● **Exercise**: Can you reproduce every line of the material below word for word, leaving out the pictures?

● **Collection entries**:
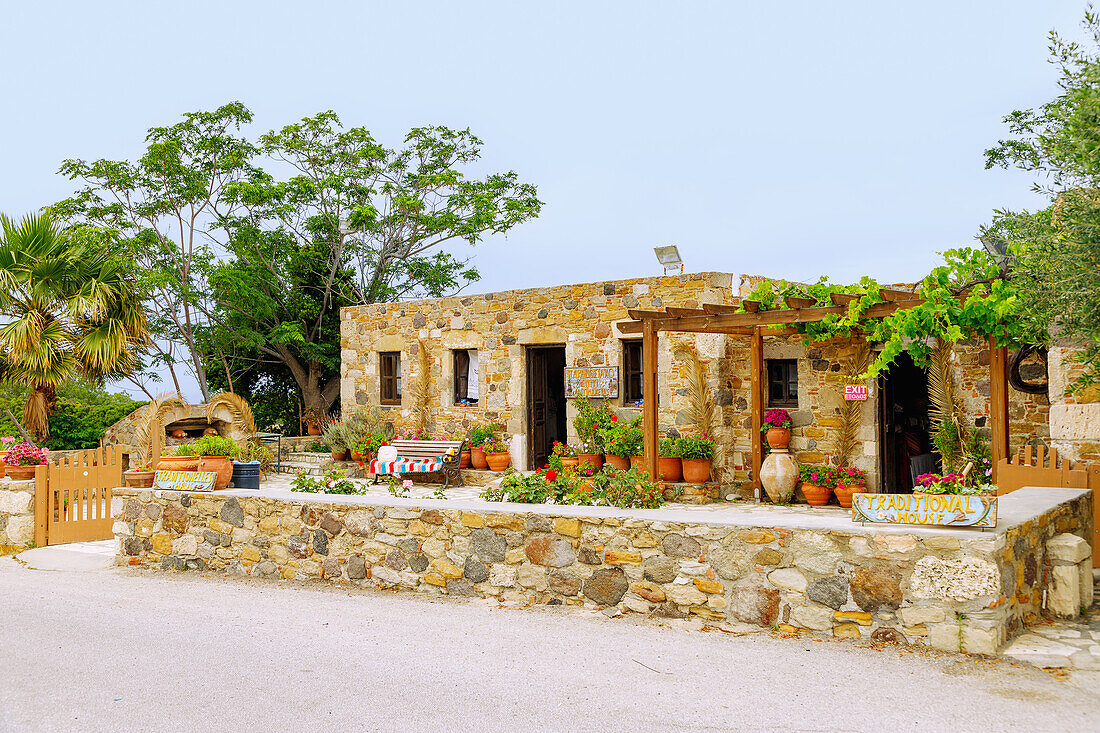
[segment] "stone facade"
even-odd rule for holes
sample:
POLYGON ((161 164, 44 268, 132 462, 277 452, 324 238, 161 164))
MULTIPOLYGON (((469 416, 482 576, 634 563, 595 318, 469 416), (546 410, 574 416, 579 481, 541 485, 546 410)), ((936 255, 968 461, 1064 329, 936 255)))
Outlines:
POLYGON ((1022 490, 1001 501, 1032 502, 1034 513, 979 533, 240 491, 116 497, 120 565, 700 616, 985 654, 1037 617, 1050 582, 1046 541, 1090 536, 1092 512, 1089 492, 1022 490))
POLYGON ((0 479, 0 547, 34 543, 34 481, 0 479))
MULTIPOLYGON (((414 427, 411 385, 419 380, 417 353, 429 352, 431 422, 429 431, 461 436, 471 425, 498 420, 514 436, 526 436, 527 346, 562 344, 569 366, 623 365, 623 335, 615 328, 627 320, 630 308, 698 307, 732 304, 747 295, 752 277, 736 280, 726 273, 700 273, 608 283, 563 285, 487 295, 455 296, 408 303, 344 308, 341 316, 341 402, 343 409, 380 403, 378 353, 399 351, 406 385, 400 406, 385 407, 399 427, 414 427), (736 288, 736 289, 735 289, 736 288), (451 350, 476 349, 480 363, 480 400, 475 407, 454 404, 451 350)), ((705 363, 708 387, 717 406, 719 427, 718 477, 727 486, 748 495, 752 461, 749 393, 749 342, 743 336, 660 333, 658 338, 658 411, 660 433, 683 428, 689 420, 689 360, 681 347, 692 347, 705 363)), ((843 402, 851 341, 805 344, 801 337, 767 336, 765 359, 798 361, 798 407, 792 449, 803 463, 835 463, 839 407, 843 402)), ((964 342, 954 349, 956 379, 974 426, 988 434, 989 350, 964 342)), ((859 444, 854 463, 866 470, 872 488, 880 484, 879 409, 873 398, 861 408, 859 444)), ((612 404, 623 417, 640 414, 612 404)), ((1013 447, 1044 441, 1048 404, 1045 395, 1010 395, 1010 431, 1013 447)), ((566 419, 572 435, 572 401, 566 419)), ((513 453, 520 468, 526 451, 513 453)), ((725 491, 723 493, 726 493, 725 491)))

● **Expected answer**:
[segment] "stone facade"
even-odd rule for holes
sample:
POLYGON ((161 164, 44 268, 132 462, 277 452, 324 238, 161 164))
MULTIPOLYGON (((469 416, 482 576, 634 563, 595 318, 469 416), (546 410, 574 416, 579 481, 541 485, 546 410)), ((936 255, 968 461, 1064 329, 936 255)))
Outlines:
POLYGON ((1022 490, 1001 501, 1032 502, 1034 513, 979 533, 240 491, 116 497, 120 565, 700 616, 985 654, 1037 617, 1050 582, 1046 541, 1090 536, 1092 512, 1089 492, 1022 490))
POLYGON ((0 479, 0 547, 34 543, 34 481, 0 479))
MULTIPOLYGON (((414 427, 411 385, 419 380, 417 353, 429 352, 431 422, 429 431, 461 436, 471 425, 498 420, 514 436, 526 436, 527 346, 562 344, 569 366, 623 365, 623 335, 615 328, 627 320, 630 308, 698 307, 732 304, 747 295, 752 277, 736 280, 726 273, 700 273, 608 283, 563 285, 487 295, 455 296, 408 303, 344 308, 341 316, 341 402, 343 409, 380 403, 378 353, 399 351, 406 385, 400 406, 385 407, 399 427, 414 427), (736 288, 736 289, 735 289, 736 288), (451 350, 476 349, 480 363, 480 400, 475 407, 454 404, 451 350)), ((705 363, 708 387, 717 406, 719 427, 718 477, 727 486, 748 495, 752 461, 749 393, 749 342, 743 336, 660 333, 658 338, 658 411, 660 433, 683 428, 689 420, 689 360, 681 347, 692 347, 705 363)), ((843 402, 851 341, 805 344, 801 337, 767 336, 765 359, 798 361, 798 407, 792 449, 803 463, 835 463, 839 407, 843 402)), ((964 342, 954 349, 956 379, 974 426, 988 434, 989 350, 964 342)), ((859 444, 854 463, 866 470, 872 488, 880 484, 879 409, 873 398, 861 408, 859 444)), ((612 404, 623 417, 640 414, 612 404)), ((1013 447, 1044 441, 1048 404, 1045 395, 1010 395, 1010 431, 1013 447)), ((566 419, 572 435, 572 401, 566 419)), ((513 453, 520 468, 526 451, 513 453)), ((725 491, 723 493, 726 493, 725 491)))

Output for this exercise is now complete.